- [Task item] Every entry needs to be written out again exactly.
:::::
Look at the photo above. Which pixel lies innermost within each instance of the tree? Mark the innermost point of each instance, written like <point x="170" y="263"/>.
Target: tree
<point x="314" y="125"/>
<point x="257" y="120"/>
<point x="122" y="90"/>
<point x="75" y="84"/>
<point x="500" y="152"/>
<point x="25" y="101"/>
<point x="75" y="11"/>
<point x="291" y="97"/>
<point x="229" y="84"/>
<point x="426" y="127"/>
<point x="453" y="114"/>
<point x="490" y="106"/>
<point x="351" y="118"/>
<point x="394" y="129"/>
:::::
- [Task answer]
Look at the photo above. Which pixel lies innermost within each instance of the tree? Mark the innermost point of each instance, written like <point x="170" y="263"/>.
Target: tree
<point x="314" y="125"/>
<point x="257" y="120"/>
<point x="122" y="90"/>
<point x="75" y="84"/>
<point x="500" y="152"/>
<point x="25" y="101"/>
<point x="75" y="11"/>
<point x="291" y="97"/>
<point x="229" y="84"/>
<point x="426" y="127"/>
<point x="453" y="114"/>
<point x="490" y="106"/>
<point x="351" y="118"/>
<point x="394" y="129"/>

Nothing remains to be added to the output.